__Problem description__
What lines in the entries hold the string "trunk"? List them.

__Stored data entries__
────────────────────────────────────────

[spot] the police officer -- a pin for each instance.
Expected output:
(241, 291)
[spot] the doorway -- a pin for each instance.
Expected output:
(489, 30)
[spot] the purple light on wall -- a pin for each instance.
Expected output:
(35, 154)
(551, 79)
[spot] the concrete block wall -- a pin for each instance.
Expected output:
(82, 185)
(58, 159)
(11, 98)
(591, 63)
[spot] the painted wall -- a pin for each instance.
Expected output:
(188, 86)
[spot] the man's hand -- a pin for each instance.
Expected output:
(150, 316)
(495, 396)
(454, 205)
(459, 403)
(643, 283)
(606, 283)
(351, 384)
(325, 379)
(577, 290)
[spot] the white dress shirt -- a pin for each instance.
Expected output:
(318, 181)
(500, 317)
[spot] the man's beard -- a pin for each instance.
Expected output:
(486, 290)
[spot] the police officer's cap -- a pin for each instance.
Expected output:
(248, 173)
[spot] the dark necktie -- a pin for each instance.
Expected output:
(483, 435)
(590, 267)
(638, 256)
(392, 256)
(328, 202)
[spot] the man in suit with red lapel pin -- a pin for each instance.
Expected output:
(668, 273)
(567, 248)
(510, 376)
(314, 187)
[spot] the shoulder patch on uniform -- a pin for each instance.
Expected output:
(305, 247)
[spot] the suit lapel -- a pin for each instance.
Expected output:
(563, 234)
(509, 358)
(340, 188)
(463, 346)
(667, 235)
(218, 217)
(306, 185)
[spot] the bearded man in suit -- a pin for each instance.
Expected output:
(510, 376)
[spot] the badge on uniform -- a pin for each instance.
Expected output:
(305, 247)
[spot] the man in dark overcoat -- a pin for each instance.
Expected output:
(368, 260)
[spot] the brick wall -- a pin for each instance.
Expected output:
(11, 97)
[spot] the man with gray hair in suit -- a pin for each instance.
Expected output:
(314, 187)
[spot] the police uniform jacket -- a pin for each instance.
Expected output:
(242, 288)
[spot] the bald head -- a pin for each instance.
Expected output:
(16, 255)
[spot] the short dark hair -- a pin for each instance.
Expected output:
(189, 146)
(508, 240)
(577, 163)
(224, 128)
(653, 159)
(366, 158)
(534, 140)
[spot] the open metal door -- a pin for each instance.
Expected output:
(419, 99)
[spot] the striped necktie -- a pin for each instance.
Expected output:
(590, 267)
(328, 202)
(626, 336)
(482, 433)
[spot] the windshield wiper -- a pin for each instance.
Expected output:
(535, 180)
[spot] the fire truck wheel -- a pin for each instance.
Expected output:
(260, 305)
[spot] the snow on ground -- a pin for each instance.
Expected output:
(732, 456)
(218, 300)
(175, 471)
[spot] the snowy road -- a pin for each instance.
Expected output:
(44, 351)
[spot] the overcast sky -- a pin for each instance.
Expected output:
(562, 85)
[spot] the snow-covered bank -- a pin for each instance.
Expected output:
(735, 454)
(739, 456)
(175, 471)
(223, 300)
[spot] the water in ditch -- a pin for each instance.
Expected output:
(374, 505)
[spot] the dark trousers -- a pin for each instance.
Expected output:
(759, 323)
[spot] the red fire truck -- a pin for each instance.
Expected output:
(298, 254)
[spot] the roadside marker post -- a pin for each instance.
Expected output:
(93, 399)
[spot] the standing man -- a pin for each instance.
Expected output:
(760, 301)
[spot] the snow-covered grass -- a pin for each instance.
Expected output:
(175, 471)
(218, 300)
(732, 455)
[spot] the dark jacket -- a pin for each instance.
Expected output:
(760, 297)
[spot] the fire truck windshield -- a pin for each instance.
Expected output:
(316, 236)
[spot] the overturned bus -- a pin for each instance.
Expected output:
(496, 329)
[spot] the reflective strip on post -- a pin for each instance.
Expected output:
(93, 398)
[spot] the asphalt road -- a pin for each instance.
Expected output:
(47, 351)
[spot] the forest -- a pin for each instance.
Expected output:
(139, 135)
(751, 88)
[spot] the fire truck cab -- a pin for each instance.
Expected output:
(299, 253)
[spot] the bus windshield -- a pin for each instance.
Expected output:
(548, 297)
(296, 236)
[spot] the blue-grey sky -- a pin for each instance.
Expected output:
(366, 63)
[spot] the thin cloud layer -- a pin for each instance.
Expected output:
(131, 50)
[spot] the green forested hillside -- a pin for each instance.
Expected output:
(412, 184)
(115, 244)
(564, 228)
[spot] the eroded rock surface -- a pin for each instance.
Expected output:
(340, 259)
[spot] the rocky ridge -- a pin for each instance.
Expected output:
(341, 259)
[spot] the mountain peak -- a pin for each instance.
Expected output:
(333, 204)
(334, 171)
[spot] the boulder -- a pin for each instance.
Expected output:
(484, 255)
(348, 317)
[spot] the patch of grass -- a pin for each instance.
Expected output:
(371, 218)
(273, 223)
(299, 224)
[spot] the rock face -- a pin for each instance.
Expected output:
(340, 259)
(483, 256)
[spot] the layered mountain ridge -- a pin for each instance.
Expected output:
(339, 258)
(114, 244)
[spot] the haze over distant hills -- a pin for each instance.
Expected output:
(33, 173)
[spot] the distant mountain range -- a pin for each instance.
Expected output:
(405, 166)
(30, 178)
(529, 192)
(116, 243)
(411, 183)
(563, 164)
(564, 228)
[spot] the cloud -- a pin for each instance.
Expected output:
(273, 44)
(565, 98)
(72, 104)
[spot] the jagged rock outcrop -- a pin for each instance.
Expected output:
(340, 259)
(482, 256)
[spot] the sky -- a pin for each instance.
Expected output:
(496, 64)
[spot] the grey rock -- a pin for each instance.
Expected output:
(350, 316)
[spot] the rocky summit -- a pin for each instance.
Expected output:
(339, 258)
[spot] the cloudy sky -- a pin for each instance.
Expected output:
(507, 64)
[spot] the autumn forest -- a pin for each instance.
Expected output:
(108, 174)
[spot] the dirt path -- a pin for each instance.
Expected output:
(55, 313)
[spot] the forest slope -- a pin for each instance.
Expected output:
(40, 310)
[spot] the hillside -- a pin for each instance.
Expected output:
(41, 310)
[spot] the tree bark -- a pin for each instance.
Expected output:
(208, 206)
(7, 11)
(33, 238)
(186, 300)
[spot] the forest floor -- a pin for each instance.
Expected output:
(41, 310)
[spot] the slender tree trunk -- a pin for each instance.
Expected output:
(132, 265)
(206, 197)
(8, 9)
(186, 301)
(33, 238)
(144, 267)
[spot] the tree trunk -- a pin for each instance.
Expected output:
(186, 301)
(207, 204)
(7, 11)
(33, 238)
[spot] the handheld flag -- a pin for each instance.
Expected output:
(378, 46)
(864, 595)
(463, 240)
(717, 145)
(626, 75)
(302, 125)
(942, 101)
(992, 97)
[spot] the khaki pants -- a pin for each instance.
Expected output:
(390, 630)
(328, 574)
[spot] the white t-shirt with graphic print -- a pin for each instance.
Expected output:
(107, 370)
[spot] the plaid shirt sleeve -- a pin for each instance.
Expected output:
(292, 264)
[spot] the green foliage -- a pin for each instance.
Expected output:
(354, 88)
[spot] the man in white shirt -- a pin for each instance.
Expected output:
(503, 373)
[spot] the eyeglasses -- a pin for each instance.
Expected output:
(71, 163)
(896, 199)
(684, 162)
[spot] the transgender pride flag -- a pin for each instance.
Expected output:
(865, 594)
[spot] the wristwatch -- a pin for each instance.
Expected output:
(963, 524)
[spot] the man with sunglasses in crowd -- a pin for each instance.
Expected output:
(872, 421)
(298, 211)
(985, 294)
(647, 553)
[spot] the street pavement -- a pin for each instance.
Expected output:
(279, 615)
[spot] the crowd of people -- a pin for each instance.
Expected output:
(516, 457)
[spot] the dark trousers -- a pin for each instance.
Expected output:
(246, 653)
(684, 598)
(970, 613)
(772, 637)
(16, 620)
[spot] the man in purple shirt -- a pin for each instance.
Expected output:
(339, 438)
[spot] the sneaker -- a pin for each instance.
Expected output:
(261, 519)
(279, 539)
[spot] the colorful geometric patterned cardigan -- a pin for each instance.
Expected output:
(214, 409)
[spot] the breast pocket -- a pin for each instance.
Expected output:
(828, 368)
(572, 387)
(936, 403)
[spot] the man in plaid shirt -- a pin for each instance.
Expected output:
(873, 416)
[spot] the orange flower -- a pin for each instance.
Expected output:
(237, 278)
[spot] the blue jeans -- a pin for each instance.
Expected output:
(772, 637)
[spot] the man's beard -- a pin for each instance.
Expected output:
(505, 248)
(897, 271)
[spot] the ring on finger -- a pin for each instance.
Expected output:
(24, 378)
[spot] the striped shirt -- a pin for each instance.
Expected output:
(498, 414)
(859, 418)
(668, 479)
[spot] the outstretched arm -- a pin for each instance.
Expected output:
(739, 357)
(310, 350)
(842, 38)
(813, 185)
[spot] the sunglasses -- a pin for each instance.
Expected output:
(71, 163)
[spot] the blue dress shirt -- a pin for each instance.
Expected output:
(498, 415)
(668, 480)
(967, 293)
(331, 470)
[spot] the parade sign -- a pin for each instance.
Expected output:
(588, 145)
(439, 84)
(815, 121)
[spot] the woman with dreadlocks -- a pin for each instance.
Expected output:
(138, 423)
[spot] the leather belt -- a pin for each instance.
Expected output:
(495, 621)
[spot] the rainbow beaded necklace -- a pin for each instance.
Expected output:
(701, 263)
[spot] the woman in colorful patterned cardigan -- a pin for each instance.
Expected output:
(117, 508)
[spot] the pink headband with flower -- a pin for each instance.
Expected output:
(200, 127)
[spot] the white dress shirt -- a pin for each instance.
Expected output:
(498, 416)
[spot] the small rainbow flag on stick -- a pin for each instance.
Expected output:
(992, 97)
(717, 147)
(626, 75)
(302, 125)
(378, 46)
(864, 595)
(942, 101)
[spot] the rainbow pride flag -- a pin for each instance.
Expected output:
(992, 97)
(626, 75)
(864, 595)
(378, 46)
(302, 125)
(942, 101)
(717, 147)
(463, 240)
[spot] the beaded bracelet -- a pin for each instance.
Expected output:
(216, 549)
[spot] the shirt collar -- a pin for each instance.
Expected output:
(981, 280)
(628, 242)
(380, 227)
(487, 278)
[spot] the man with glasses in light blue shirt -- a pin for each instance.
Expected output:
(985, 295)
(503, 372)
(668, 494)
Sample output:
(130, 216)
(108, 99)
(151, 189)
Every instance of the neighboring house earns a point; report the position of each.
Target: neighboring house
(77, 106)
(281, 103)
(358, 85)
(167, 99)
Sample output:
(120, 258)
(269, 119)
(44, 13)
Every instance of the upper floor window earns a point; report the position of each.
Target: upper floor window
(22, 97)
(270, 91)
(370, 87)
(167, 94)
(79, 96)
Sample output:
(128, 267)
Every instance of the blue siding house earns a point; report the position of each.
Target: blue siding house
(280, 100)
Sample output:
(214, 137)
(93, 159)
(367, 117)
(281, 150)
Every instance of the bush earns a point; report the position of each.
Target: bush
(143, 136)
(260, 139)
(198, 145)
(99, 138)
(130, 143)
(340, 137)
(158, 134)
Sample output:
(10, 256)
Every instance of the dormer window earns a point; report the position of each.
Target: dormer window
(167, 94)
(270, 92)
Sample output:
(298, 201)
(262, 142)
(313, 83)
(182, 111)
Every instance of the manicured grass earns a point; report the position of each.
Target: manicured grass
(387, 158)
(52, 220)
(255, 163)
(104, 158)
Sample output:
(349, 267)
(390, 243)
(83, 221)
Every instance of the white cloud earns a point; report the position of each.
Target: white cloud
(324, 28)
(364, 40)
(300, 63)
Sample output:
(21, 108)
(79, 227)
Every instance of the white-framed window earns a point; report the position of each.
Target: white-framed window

────────────────────────────────────────

__Finished task__
[spot] the slender tree trunk -- a pin for each instance.
[spot] the tree trunk -- a pin for each instance.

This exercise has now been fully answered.